Breadcrumb
'Gaza Tribunal' opens in London to investigate UK's role in Gaza genocide
A two-day public hearing titled the "Gaza Tribunal" opened in London on Thursday, aiming to examine the UK’s role in Israel’s war on Gaza and the Foreign Office's handling of the crisis.
The tribunal is co-chaired by former Labour leader and independent MP Jeremy Corbyn, and features testimony from former diplomats, UN experts, international law specialists, journalists, doctors, and others.
"Just like Iraq, the government is doing everything it can to protect itself from scrutiny. Just like Iraq, it will not succeed in its attempts to suffocate the truth. We will uncover the full scale of British complicity in genocide," Corbyn said in July, after the UK government blocked a public inquiry into its response to Israel’s war on Gaza.
Broadcast live, the hearing comes amid growing pressure from UK civil society for stronger government action to stop the genocide in Gaza.

▶ **What is required**:
From the article on the Gaza Tribunal, extract the passage between "The tribunal is" and "doctors, and others.", inclusive, copying it exactly.

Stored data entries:
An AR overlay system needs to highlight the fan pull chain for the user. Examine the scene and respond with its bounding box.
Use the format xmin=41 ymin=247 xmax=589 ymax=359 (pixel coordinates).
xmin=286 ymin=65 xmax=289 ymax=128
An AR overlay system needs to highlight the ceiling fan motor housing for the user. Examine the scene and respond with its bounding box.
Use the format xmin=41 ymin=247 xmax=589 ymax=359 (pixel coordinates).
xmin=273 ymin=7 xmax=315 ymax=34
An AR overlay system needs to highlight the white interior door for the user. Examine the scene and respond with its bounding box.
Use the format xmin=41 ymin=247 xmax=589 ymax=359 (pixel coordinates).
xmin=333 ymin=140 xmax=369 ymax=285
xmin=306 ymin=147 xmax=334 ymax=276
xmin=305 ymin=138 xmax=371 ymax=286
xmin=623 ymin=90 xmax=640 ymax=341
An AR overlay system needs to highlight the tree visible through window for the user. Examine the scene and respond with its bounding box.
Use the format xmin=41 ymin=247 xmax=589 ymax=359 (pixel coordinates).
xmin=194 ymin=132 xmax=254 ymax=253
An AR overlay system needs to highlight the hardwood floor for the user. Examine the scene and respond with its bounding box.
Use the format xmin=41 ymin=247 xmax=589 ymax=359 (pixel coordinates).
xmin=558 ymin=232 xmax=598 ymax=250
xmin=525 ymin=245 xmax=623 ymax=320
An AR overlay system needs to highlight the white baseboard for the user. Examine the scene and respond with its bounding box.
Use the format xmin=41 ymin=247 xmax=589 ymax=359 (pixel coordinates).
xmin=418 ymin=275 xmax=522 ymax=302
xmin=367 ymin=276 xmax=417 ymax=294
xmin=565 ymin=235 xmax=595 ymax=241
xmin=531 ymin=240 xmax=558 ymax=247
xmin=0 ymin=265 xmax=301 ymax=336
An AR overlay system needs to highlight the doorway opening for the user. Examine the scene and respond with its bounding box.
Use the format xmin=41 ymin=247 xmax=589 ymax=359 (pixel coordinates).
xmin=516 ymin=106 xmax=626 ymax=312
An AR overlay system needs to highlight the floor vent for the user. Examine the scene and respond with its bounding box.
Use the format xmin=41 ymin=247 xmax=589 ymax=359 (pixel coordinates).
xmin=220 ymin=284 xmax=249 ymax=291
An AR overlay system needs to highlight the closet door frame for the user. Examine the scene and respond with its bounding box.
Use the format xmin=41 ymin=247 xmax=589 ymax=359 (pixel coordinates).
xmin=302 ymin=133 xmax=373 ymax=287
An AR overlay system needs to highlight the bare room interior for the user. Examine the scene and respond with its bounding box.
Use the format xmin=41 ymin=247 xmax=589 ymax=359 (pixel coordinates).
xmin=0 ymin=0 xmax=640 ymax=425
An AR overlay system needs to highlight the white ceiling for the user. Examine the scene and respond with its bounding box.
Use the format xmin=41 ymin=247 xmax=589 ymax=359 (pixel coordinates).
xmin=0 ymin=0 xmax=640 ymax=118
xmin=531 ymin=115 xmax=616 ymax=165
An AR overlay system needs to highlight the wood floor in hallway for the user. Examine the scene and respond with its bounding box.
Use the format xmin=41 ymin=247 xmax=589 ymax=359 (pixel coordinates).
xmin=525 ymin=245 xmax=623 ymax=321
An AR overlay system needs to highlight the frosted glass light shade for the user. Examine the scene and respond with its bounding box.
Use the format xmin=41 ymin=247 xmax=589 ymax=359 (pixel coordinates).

▶ **Solution to the problem**:
The tribunal is co-chaired by former Labour leader and independent MP Jeremy Corbyn, and features testimony from former diplomats, UN experts, international law specialists, journalists, doctors, and others.